- _EXERCISE TASK_
Locate each line in the listing below that contains the string "navy" and copy those lines out in full. Match case exactly.

[Data entries]
........

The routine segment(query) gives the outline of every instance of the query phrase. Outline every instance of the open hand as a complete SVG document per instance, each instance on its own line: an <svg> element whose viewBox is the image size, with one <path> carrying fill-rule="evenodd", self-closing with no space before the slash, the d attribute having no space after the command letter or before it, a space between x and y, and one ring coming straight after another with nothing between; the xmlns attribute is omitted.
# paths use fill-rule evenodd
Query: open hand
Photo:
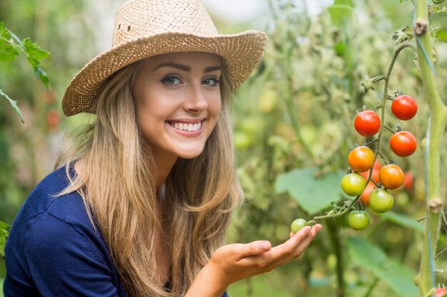
<svg viewBox="0 0 447 297"><path fill-rule="evenodd" d="M305 226L282 244L272 247L268 241L248 244L232 244L218 249L206 264L208 272L221 286L250 276L261 274L299 257L321 225Z"/></svg>

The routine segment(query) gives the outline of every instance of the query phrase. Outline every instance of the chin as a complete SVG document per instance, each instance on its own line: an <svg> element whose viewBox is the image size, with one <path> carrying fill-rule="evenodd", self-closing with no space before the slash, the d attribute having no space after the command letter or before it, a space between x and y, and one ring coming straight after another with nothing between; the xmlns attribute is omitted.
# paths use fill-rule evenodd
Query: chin
<svg viewBox="0 0 447 297"><path fill-rule="evenodd" d="M199 157L204 152L204 147L199 150L184 150L181 152L179 152L177 155L182 159L194 159Z"/></svg>

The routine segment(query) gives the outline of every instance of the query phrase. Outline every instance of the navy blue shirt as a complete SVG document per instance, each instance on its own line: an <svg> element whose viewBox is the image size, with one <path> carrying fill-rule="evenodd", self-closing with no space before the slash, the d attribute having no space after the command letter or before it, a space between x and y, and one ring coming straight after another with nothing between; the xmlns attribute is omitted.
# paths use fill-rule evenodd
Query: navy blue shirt
<svg viewBox="0 0 447 297"><path fill-rule="evenodd" d="M67 185L63 167L44 179L20 209L5 247L5 297L126 296L81 196L55 198Z"/></svg>

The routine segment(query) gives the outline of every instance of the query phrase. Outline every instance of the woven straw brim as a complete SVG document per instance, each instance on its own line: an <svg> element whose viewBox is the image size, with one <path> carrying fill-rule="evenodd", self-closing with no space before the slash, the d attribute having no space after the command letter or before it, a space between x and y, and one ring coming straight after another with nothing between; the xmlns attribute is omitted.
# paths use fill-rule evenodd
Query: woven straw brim
<svg viewBox="0 0 447 297"><path fill-rule="evenodd" d="M76 75L64 95L64 113L94 113L98 92L108 77L134 62L164 53L203 52L222 56L234 91L258 64L267 42L264 33L246 31L216 36L166 33L123 43L97 56Z"/></svg>

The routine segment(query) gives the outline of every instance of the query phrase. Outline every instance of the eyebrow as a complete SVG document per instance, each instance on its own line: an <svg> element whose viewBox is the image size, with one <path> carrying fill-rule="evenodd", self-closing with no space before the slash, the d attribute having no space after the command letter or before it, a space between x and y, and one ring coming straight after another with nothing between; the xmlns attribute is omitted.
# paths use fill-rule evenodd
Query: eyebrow
<svg viewBox="0 0 447 297"><path fill-rule="evenodd" d="M174 68L177 68L177 69L180 69L184 71L188 71L190 72L191 71L191 67L187 66L186 65L183 65L183 64L179 64L176 63L173 63L173 62L164 62L161 63L160 64L159 64L156 68L154 68L154 71L155 71L157 69L159 69L162 67L172 67ZM205 68L205 72L208 73L208 72L212 72L212 71L215 71L217 70L222 70L222 68L220 66L209 66L209 67L206 67Z"/></svg>

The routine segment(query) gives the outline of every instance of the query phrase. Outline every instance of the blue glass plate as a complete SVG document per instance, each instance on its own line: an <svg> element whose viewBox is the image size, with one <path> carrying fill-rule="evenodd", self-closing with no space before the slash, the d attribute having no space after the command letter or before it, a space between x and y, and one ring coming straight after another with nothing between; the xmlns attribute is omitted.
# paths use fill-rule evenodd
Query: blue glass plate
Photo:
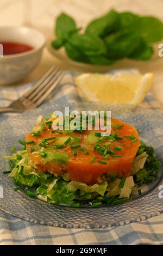
<svg viewBox="0 0 163 256"><path fill-rule="evenodd" d="M87 102L68 105L70 110L111 111L112 116L133 124L141 131L141 138L154 147L162 166L163 114L161 113L129 105ZM44 104L1 123L1 155L11 154L11 147L17 145L19 139L25 138L39 115L46 117L56 110L63 111L64 106ZM159 185L162 182L162 168L154 182L141 187L141 196L133 195L129 200L121 205L80 209L48 204L28 197L23 191L14 192L15 185L2 174L5 168L6 161L1 159L0 185L3 186L3 198L0 199L0 209L26 221L69 228L105 228L140 221L163 212L163 199L159 197Z"/></svg>

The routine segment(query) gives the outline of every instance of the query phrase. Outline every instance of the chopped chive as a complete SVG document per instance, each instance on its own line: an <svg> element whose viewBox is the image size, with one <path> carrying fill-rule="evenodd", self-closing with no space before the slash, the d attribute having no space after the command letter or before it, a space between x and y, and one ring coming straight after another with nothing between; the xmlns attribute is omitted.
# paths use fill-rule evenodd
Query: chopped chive
<svg viewBox="0 0 163 256"><path fill-rule="evenodd" d="M34 141L27 141L26 142L27 145L29 145L30 144L34 144L35 143Z"/></svg>
<svg viewBox="0 0 163 256"><path fill-rule="evenodd" d="M108 147L108 146L110 146L110 145L111 144L111 142L109 141L108 142L106 142L106 143L104 144L104 146Z"/></svg>
<svg viewBox="0 0 163 256"><path fill-rule="evenodd" d="M130 143L131 143L131 144L135 143L135 142L136 142L137 141L138 141L138 139L135 138L135 139L133 139L133 141L132 141L130 142Z"/></svg>
<svg viewBox="0 0 163 256"><path fill-rule="evenodd" d="M22 157L21 155L16 155L16 160L21 160L22 159Z"/></svg>
<svg viewBox="0 0 163 256"><path fill-rule="evenodd" d="M91 199L92 198L92 195L91 193L89 194L86 194L85 195L85 198L86 198L87 199Z"/></svg>
<svg viewBox="0 0 163 256"><path fill-rule="evenodd" d="M52 139L55 139L55 137L51 137L51 138L46 138L45 139L46 141L52 141Z"/></svg>
<svg viewBox="0 0 163 256"><path fill-rule="evenodd" d="M41 130L42 131L45 131L46 130L46 127L44 124L41 124Z"/></svg>
<svg viewBox="0 0 163 256"><path fill-rule="evenodd" d="M21 169L20 169L20 173L19 173L19 174L20 174L20 175L22 175L22 174L23 171L23 169L24 169L24 166L21 166Z"/></svg>
<svg viewBox="0 0 163 256"><path fill-rule="evenodd" d="M126 138L129 138L130 139L135 139L135 136L134 134L131 134L131 135L126 135L124 137L126 137Z"/></svg>
<svg viewBox="0 0 163 256"><path fill-rule="evenodd" d="M59 133L59 134L63 134L62 132L57 132L56 133Z"/></svg>
<svg viewBox="0 0 163 256"><path fill-rule="evenodd" d="M29 191L28 190L26 191L26 194L27 196L28 196L29 197L32 197L36 196L36 194L35 193L34 193L32 191Z"/></svg>
<svg viewBox="0 0 163 256"><path fill-rule="evenodd" d="M98 200L104 200L103 197L101 197L101 196L100 196L97 197L96 198L97 198L97 199Z"/></svg>
<svg viewBox="0 0 163 256"><path fill-rule="evenodd" d="M106 138L106 136L103 136L101 138L99 138L99 141L100 142L102 142L102 141L104 141Z"/></svg>
<svg viewBox="0 0 163 256"><path fill-rule="evenodd" d="M12 152L13 152L14 151L15 151L16 149L16 146L12 146L12 148L11 148L11 151Z"/></svg>
<svg viewBox="0 0 163 256"><path fill-rule="evenodd" d="M34 132L32 132L30 134L33 136L40 136L41 135L41 131L35 131Z"/></svg>
<svg viewBox="0 0 163 256"><path fill-rule="evenodd" d="M51 120L51 121L47 121L47 122L45 122L46 124L52 124L53 123L53 121Z"/></svg>
<svg viewBox="0 0 163 256"><path fill-rule="evenodd" d="M24 147L24 149L26 149L26 143L25 141L22 141L22 139L19 139L18 142L22 145Z"/></svg>
<svg viewBox="0 0 163 256"><path fill-rule="evenodd" d="M120 148L120 147L115 147L114 149L115 149L116 150L118 150L118 151L121 151L122 148Z"/></svg>
<svg viewBox="0 0 163 256"><path fill-rule="evenodd" d="M111 203L111 204L121 204L121 203L123 203L123 202L126 201L126 198L118 198L116 200L115 200Z"/></svg>
<svg viewBox="0 0 163 256"><path fill-rule="evenodd" d="M95 163L95 162L96 162L96 159L95 156L93 156L93 157L91 158L91 163Z"/></svg>
<svg viewBox="0 0 163 256"><path fill-rule="evenodd" d="M117 132L114 132L111 136L114 137L114 138L116 138L117 136L118 135L118 133Z"/></svg>
<svg viewBox="0 0 163 256"><path fill-rule="evenodd" d="M46 141L46 140L45 139L43 139L43 141L42 141L42 143L45 144L46 145L49 145L49 143L47 141Z"/></svg>
<svg viewBox="0 0 163 256"><path fill-rule="evenodd" d="M11 170L4 170L4 172L3 172L3 174L8 174L8 173L11 173Z"/></svg>
<svg viewBox="0 0 163 256"><path fill-rule="evenodd" d="M95 135L96 137L100 137L101 136L101 132L95 132Z"/></svg>
<svg viewBox="0 0 163 256"><path fill-rule="evenodd" d="M111 157L122 157L121 155L114 155L111 156Z"/></svg>
<svg viewBox="0 0 163 256"><path fill-rule="evenodd" d="M104 151L103 151L103 149L102 148L102 147L99 146L98 149L97 149L98 152L99 153L99 154L102 155L104 153Z"/></svg>
<svg viewBox="0 0 163 256"><path fill-rule="evenodd" d="M116 139L119 139L120 141L121 141L122 139L123 139L123 138L122 137L117 136L116 137Z"/></svg>
<svg viewBox="0 0 163 256"><path fill-rule="evenodd" d="M108 149L108 152L109 152L111 154L112 154L113 155L115 155L115 151L114 150L112 150L112 149Z"/></svg>
<svg viewBox="0 0 163 256"><path fill-rule="evenodd" d="M10 164L10 166L11 166L11 167L12 168L14 168L15 166L15 164L14 163L12 160L10 160L9 161L9 164Z"/></svg>
<svg viewBox="0 0 163 256"><path fill-rule="evenodd" d="M122 157L121 155L114 155L114 156L111 156L111 157Z"/></svg>
<svg viewBox="0 0 163 256"><path fill-rule="evenodd" d="M17 191L18 190L20 190L20 186L17 186L17 187L14 187L14 191Z"/></svg>
<svg viewBox="0 0 163 256"><path fill-rule="evenodd" d="M72 207L74 207L75 208L78 208L80 206L80 204L79 203L76 203L75 204L73 204L71 205Z"/></svg>
<svg viewBox="0 0 163 256"><path fill-rule="evenodd" d="M108 156L109 156L110 155L109 154L108 154L107 155L106 155L105 156L104 156L104 159L107 159L107 158L108 157Z"/></svg>
<svg viewBox="0 0 163 256"><path fill-rule="evenodd" d="M104 154L103 154L104 156L106 156L106 155L107 155L108 151L108 149L106 148L106 149L105 149L104 152Z"/></svg>
<svg viewBox="0 0 163 256"><path fill-rule="evenodd" d="M81 147L81 145L80 145L79 144L78 144L77 145L72 145L71 147L71 148L72 149L77 149L77 148L80 148L80 147Z"/></svg>
<svg viewBox="0 0 163 256"><path fill-rule="evenodd" d="M63 144L60 144L59 145L55 145L54 148L55 149L61 149L64 147L64 145Z"/></svg>
<svg viewBox="0 0 163 256"><path fill-rule="evenodd" d="M40 152L39 155L40 156L41 156L41 157L46 157L47 155L45 152Z"/></svg>
<svg viewBox="0 0 163 256"><path fill-rule="evenodd" d="M126 177L122 177L122 179L121 179L121 182L120 182L120 185L119 185L119 187L121 188L123 188L123 187L124 187L124 183L126 182Z"/></svg>
<svg viewBox="0 0 163 256"><path fill-rule="evenodd" d="M93 203L92 205L92 207L99 206L102 204L102 202L97 202L96 203Z"/></svg>
<svg viewBox="0 0 163 256"><path fill-rule="evenodd" d="M111 139L111 141L115 141L116 140L116 139L114 137L112 137L111 135L109 135L109 136L107 136L107 138L108 138L108 139Z"/></svg>
<svg viewBox="0 0 163 256"><path fill-rule="evenodd" d="M84 148L84 153L86 155L89 155L89 153L87 151L87 150L86 149L86 148Z"/></svg>
<svg viewBox="0 0 163 256"><path fill-rule="evenodd" d="M64 144L65 145L67 145L67 144L69 143L69 142L71 141L71 138L70 138L70 137L69 137L69 138L68 138L67 139L66 139L66 141L65 141L64 142Z"/></svg>
<svg viewBox="0 0 163 256"><path fill-rule="evenodd" d="M138 190L138 194L139 194L139 195L141 194L141 190L140 188L139 188L139 189Z"/></svg>
<svg viewBox="0 0 163 256"><path fill-rule="evenodd" d="M124 126L124 124L121 124L121 125L118 125L117 127L117 129L122 129L122 127Z"/></svg>
<svg viewBox="0 0 163 256"><path fill-rule="evenodd" d="M46 148L46 146L42 143L40 143L39 146L41 147L41 148Z"/></svg>
<svg viewBox="0 0 163 256"><path fill-rule="evenodd" d="M80 148L79 150L80 151L84 151L84 153L86 155L89 155L89 151L87 151L87 150L85 148Z"/></svg>
<svg viewBox="0 0 163 256"><path fill-rule="evenodd" d="M98 160L98 162L100 163L102 163L103 164L105 164L105 165L107 164L107 162L105 162L104 161L103 161L103 160Z"/></svg>
<svg viewBox="0 0 163 256"><path fill-rule="evenodd" d="M95 145L95 146L94 147L93 149L95 149L95 150L96 150L96 149L98 149L98 147L99 146L99 144L96 144L96 145Z"/></svg>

........

- _SOLUTION BELOW_
The routine segment(query) gives the outline of every instance of the query phrase. Outline every instance of the navy blue shirt as a complete SVG document per instance, each instance on its own line: an <svg> element whose viewBox is the image size, with one <path> carrying fill-rule="evenodd", self-closing with no space before the slash, the d attribute having no space after the command letter or before it, a space between x and y, and one ring coming straight after another with nothing between; the xmlns attribute is omitted.
Query: navy blue shirt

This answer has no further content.